- [Short problem 1]: Filter the entries below and keep every line that contains the word "wooden".

- [Page text]:
From this simple episode of reuse attempt, these kinds of knowledge were evident and have impact on the final outcome of the development:

  • Knowledge of the shopping trolley may have been short in not seeing immediately that it does not provide hierarchical representation or authentication of buyers.

  • Knowledge of alternative choices may have motivated the initial desire to use the shopping trolley.

  • Initial knowledge of the domain may have thwarted the desire to reuse the shopping trolley.

  • Technical knowledge interfacing/development may ultimately decide which way the developer goes with the shopping trolley.

And finally, perhaps the knowledge embedded in the shopping trolley itself and how complicated it is to reuse will have an impact on the final outcome.

Characterising factors surrounding reuse

We know that certain components, such as databases, are regularly and frequently reused. We know also that not all attempts to reuse turn out to be successful. Therefore, the right balance needs to be found. Too many components in the library make the task of selecting a suitable component difficult. Too few components render the library also relatively useless. However, it appears that not only that the general fact that a component could be reused makes it fit to be placed in the component library, but also the degree to which it is easy to determine whether a given component can be effectively reused for a given project. In other words, a key feature of a component to be reused is whether it can be readily identified as suitable for a project or otherwise dismissed without any undue effort. This entails on one hand that the capabilities and limitations of a library component should be easy and quick to grasp for a system designer/developer. On the other hand, even if the functionality is easy to grasp, there should only be a rather minimalistic set of components that need to be considered for a given project. For example, numerous slight variations of a given base function are probably not worth having in a library as the variations might be considered many times and end up being dismissed anyway. Therefore, they would consume considerable time of the system designers/developers without contributing accordingly. In the odd situation where a given function requires some slight modification, it might be much easier to then use the base version of the function and develop some wrapper function around it from scratch to meet the requirements.

Developer-related factors

The developer’s context and requirements are clearly a primary determinant. This leads to their search of a reusable component in the first place. There is evidence that some application domain knowledge on the developer’s side may be helpful [6, 26] to the ultimate outcome to reuse or not to reuse. Indeed, this is not too surprising as this may lower the cognitive costs involved in reuse. The application domain knowledge determines the nature of their initial plan idea, initial code ideas, and so forth. In other words, identifying the most suitable component to be reused seems to be a knowledge-driven task. This knowledge comes from experience and components require proper description to be identified properly [25, 28]. On the other hand, in some cases, programmers’ eagerness to prove themselves can be an obstacle to reuse. What seems clear though is that there are issues specific to code reuse (e.g., code easy to reproduce and replicate) and many general reuse issues applicable to code reuse as well (e.g., requiring experience).

SDLC-related factors

Reuse can also be seen from the perspective of the development project managers. The project manager’s knowledge of the team, the repository availability, and any later maintenance are all determinants to the uptake or success of reuse. Some of these reuse issues are common across many domains (not only in software engineering) and in relations to many artefacts, e.g., car designs, building components. For instance, some process actions are impacted across team processes. Reuse may require additional communication within the team to ensure that the interfaces between components are feasible or economical to develop. Reuse may impact software developers who may be tempted (or avoiding) to reuse components are (or not) familiar with. But specific to software perhaps, reuse can also influence early phases of the development, e.g., the requirements gathering (for example, a client may be tempted to request extensions to their system).

Records from a collection
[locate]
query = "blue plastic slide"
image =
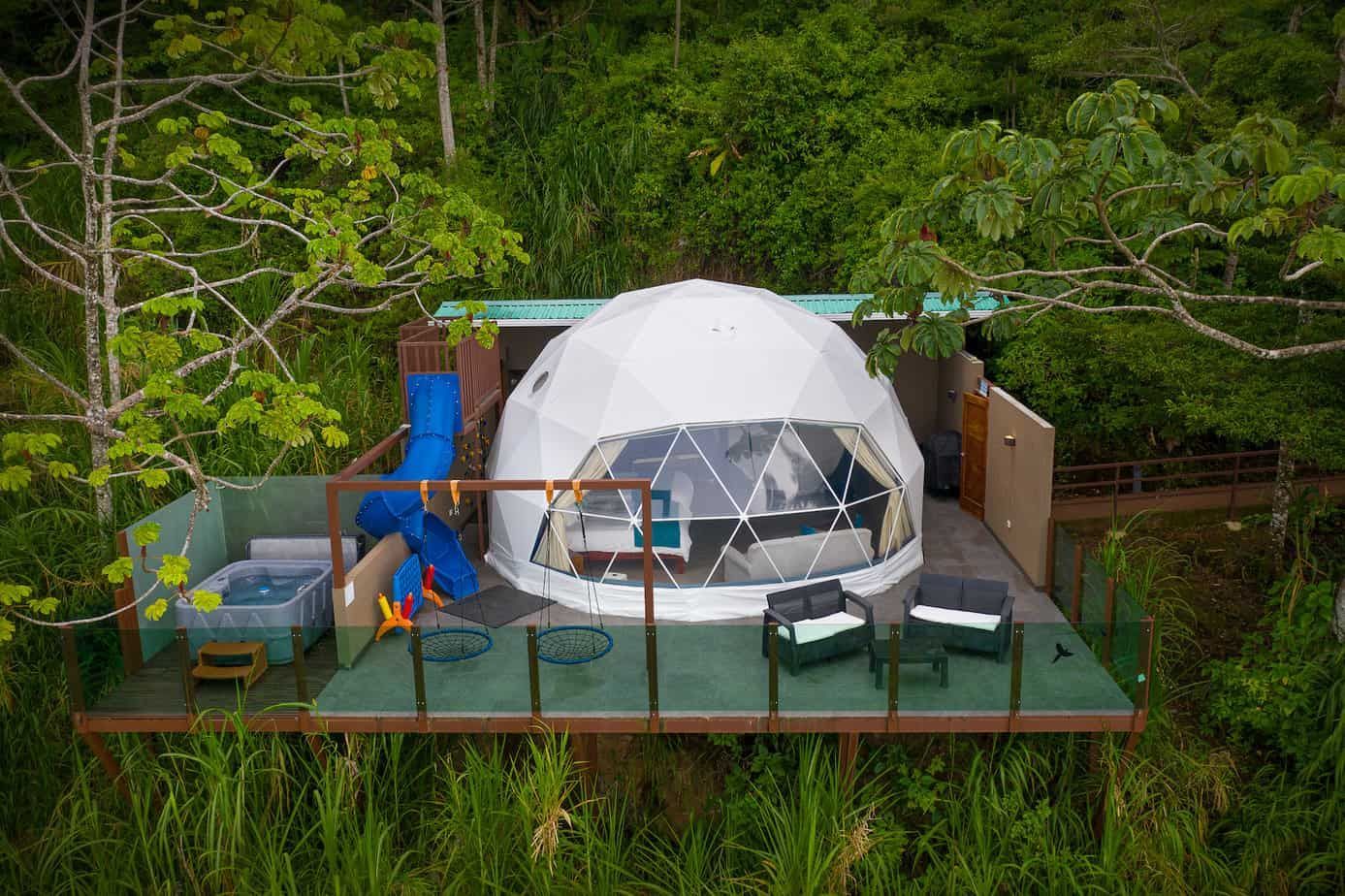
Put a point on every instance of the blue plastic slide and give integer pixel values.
(436, 416)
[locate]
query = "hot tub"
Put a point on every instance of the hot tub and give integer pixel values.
(263, 599)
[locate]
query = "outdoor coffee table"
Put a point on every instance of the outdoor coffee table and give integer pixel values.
(914, 649)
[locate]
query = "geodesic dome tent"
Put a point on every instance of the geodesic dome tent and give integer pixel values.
(775, 458)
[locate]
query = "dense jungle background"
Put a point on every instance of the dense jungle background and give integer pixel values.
(625, 143)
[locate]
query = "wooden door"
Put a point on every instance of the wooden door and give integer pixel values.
(976, 412)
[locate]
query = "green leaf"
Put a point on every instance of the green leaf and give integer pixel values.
(174, 569)
(44, 606)
(13, 593)
(206, 600)
(61, 469)
(15, 478)
(118, 570)
(336, 437)
(145, 534)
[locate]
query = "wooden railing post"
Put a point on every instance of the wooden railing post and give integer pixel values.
(1076, 606)
(534, 677)
(302, 695)
(774, 676)
(893, 676)
(652, 670)
(419, 677)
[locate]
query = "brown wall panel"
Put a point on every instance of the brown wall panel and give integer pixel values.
(1018, 482)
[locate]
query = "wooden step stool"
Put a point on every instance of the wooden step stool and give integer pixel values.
(208, 660)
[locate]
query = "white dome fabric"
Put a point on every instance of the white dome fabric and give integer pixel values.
(671, 358)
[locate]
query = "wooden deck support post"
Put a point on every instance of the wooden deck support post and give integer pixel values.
(1015, 677)
(1143, 681)
(1109, 614)
(419, 677)
(772, 641)
(72, 656)
(98, 747)
(652, 634)
(1076, 606)
(128, 627)
(1050, 559)
(893, 676)
(584, 749)
(848, 750)
(188, 685)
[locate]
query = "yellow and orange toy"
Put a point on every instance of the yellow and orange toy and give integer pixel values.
(393, 617)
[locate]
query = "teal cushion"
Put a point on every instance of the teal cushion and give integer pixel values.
(666, 534)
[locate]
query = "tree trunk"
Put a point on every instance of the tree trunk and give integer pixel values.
(479, 21)
(1338, 617)
(491, 55)
(1281, 496)
(1230, 270)
(344, 92)
(1338, 100)
(677, 34)
(445, 105)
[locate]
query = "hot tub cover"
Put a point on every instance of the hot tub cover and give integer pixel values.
(775, 458)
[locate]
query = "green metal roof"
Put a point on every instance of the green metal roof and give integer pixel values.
(521, 312)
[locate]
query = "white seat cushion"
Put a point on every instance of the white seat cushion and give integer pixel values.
(963, 618)
(822, 627)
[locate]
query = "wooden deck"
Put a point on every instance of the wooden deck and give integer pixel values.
(156, 688)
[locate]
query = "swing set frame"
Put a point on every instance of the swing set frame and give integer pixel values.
(476, 487)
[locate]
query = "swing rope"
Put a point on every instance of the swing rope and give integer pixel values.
(451, 643)
(572, 645)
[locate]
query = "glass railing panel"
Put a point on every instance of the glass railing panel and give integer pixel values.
(591, 669)
(712, 667)
(473, 669)
(378, 678)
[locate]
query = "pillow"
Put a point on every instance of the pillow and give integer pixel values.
(959, 618)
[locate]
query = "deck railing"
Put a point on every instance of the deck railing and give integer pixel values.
(1230, 479)
(666, 678)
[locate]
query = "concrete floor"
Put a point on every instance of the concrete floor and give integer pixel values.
(955, 544)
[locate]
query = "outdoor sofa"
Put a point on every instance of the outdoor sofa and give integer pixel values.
(814, 624)
(973, 614)
(796, 556)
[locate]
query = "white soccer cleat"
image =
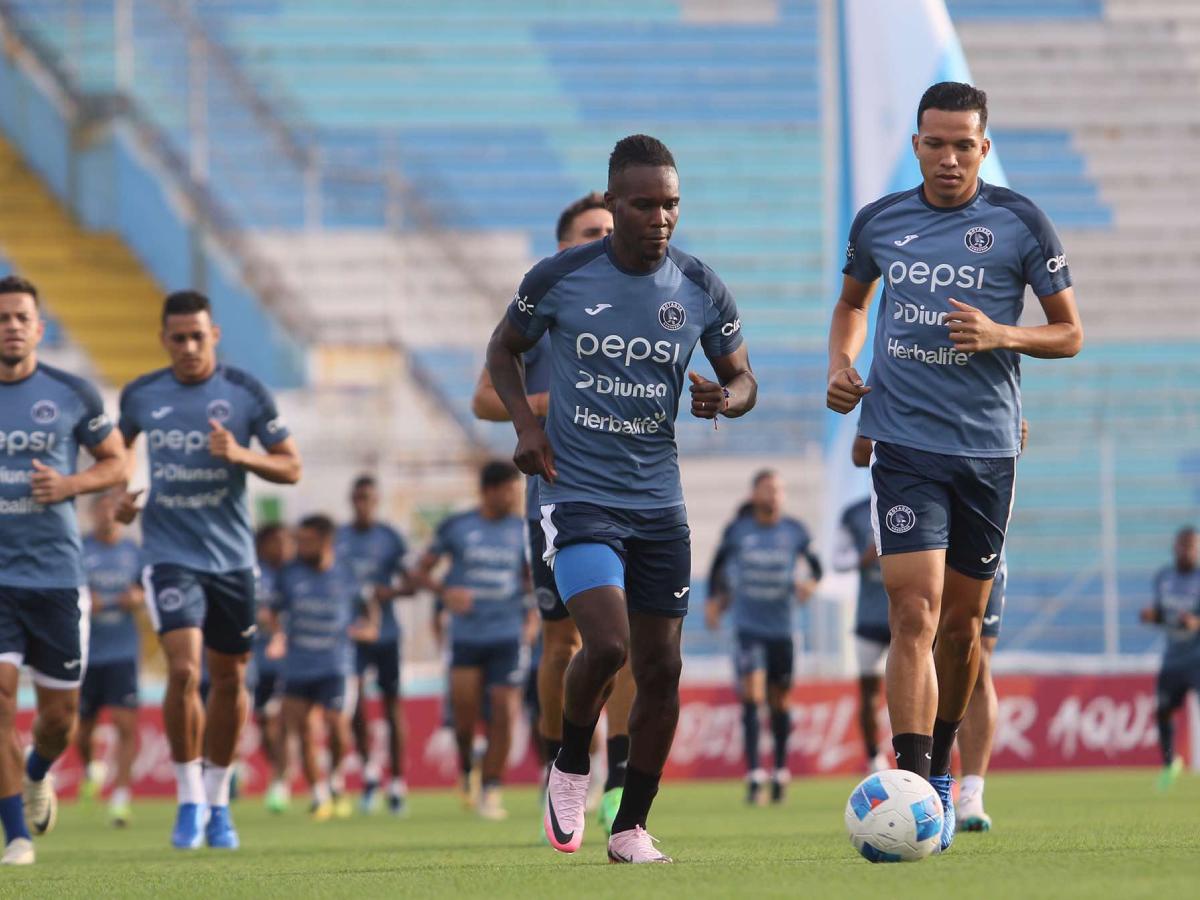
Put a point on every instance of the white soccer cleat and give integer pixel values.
(635, 846)
(41, 804)
(18, 852)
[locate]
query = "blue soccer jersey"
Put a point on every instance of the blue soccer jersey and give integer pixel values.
(112, 569)
(47, 417)
(871, 611)
(376, 556)
(925, 394)
(196, 515)
(760, 571)
(1175, 594)
(318, 609)
(487, 556)
(619, 348)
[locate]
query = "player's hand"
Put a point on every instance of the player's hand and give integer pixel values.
(222, 444)
(534, 455)
(708, 399)
(845, 389)
(457, 600)
(49, 485)
(127, 507)
(971, 330)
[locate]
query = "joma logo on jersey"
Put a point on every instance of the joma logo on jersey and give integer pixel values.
(937, 276)
(34, 442)
(635, 351)
(190, 442)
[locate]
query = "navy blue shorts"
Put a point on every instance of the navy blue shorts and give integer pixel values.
(923, 501)
(1174, 683)
(220, 604)
(653, 545)
(109, 684)
(335, 691)
(777, 657)
(504, 663)
(383, 658)
(550, 604)
(994, 615)
(47, 630)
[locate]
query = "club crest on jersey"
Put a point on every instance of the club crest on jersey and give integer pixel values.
(672, 316)
(979, 239)
(45, 412)
(900, 520)
(220, 409)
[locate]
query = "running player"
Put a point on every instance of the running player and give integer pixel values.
(1176, 607)
(624, 316)
(585, 221)
(46, 415)
(942, 405)
(376, 551)
(486, 591)
(760, 553)
(322, 607)
(979, 725)
(274, 549)
(871, 635)
(198, 418)
(113, 564)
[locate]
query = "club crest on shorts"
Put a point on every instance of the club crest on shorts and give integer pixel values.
(900, 520)
(672, 316)
(45, 412)
(979, 239)
(220, 409)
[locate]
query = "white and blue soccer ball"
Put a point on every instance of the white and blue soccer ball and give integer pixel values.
(894, 816)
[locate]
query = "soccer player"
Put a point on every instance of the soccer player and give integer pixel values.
(322, 609)
(624, 316)
(376, 551)
(942, 405)
(113, 564)
(871, 635)
(1176, 607)
(198, 417)
(46, 417)
(485, 591)
(760, 553)
(585, 221)
(275, 549)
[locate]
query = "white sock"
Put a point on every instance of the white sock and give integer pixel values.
(971, 789)
(190, 781)
(216, 784)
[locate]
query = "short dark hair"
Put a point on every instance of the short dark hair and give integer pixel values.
(588, 202)
(639, 150)
(954, 97)
(185, 303)
(497, 473)
(16, 285)
(321, 523)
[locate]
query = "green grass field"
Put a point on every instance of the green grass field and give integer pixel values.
(1056, 835)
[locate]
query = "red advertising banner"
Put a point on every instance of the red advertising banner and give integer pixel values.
(1045, 721)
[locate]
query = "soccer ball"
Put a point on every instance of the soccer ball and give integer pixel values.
(894, 816)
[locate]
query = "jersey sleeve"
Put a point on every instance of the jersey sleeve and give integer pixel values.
(861, 263)
(94, 424)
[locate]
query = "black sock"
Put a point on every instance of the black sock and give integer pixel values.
(913, 753)
(1167, 735)
(750, 735)
(635, 802)
(781, 730)
(943, 743)
(573, 756)
(618, 760)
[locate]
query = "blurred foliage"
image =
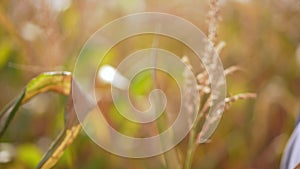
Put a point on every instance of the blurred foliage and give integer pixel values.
(262, 37)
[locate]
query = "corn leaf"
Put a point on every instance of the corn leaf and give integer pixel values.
(59, 82)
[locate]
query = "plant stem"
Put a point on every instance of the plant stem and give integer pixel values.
(191, 149)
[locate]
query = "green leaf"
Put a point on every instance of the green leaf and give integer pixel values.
(59, 82)
(51, 81)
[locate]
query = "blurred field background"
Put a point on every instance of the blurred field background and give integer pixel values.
(262, 37)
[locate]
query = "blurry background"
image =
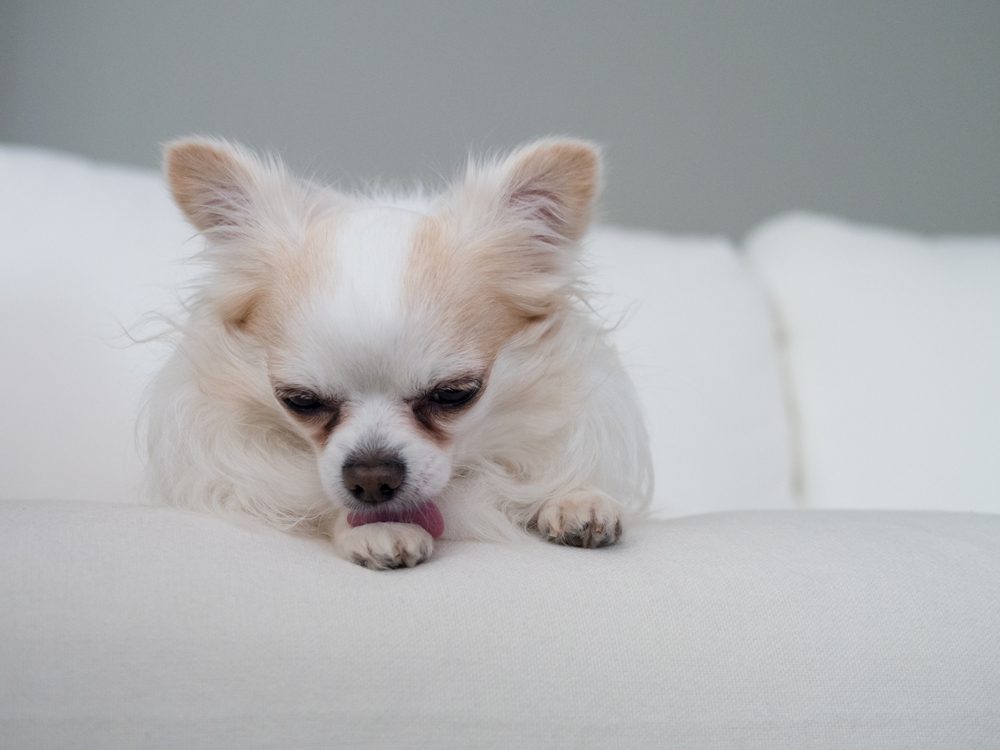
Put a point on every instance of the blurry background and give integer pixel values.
(714, 114)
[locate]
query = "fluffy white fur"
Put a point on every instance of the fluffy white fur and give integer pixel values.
(339, 295)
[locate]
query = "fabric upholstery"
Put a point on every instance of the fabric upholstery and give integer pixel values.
(130, 626)
(892, 344)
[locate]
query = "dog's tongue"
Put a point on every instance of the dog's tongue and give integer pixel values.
(427, 515)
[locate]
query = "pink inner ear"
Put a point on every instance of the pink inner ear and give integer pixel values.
(543, 205)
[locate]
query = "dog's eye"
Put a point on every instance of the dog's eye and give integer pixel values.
(302, 402)
(454, 395)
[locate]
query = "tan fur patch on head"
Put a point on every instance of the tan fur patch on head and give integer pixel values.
(465, 288)
(302, 267)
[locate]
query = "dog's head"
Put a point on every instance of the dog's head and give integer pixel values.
(379, 321)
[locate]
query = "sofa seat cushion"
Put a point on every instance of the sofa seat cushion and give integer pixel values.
(128, 626)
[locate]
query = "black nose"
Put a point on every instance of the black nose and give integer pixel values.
(373, 477)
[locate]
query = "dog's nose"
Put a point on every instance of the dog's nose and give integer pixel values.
(373, 477)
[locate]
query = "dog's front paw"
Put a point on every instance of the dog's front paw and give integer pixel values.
(580, 519)
(383, 546)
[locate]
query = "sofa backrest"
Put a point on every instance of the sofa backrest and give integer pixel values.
(892, 348)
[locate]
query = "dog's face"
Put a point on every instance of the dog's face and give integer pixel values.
(379, 323)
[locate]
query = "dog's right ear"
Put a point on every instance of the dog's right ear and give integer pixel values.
(224, 189)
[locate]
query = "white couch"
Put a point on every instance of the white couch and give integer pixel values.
(823, 366)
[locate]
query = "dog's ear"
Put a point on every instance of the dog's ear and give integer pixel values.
(553, 184)
(226, 190)
(516, 221)
(548, 188)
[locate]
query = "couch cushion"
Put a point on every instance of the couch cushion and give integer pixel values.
(893, 353)
(128, 626)
(88, 250)
(696, 335)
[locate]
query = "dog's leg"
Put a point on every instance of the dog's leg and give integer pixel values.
(583, 518)
(381, 546)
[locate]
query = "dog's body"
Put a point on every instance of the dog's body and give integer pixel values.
(386, 371)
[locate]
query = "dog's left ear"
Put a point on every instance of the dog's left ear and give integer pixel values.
(548, 187)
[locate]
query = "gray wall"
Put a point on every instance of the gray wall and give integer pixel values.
(714, 114)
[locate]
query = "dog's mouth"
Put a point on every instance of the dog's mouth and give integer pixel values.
(426, 515)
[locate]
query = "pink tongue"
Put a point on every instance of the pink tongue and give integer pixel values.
(427, 515)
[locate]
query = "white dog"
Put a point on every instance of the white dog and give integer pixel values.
(386, 370)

- [Short problem 2]: In the text on software reuse above, which kinds of knowledge appear as bullet points?

- [Complete answer 1]:
query = "wooden door"
Put a point on every instance of the wooden door and give integer pixel values.
query = "wooden railing post"
Put a point on every instance of the wooden railing post and give integer pixel values.
query = "wooden step stool"
Put a point on every instance of the wooden step stool and give integer pixel values.
query = "wooden deck support post"
Put a point on every instance of the wooden deck support post and give integer pixel values.
query = "wooden deck"
Put a point on every instance of the wooden deck and give integer pixel values.

- [Complete answer 2]:
- Knowledge of the shopping trolley
- Knowledge of alternative choices
- Initial knowledge of the domain
- Technical knowledge interfacing/development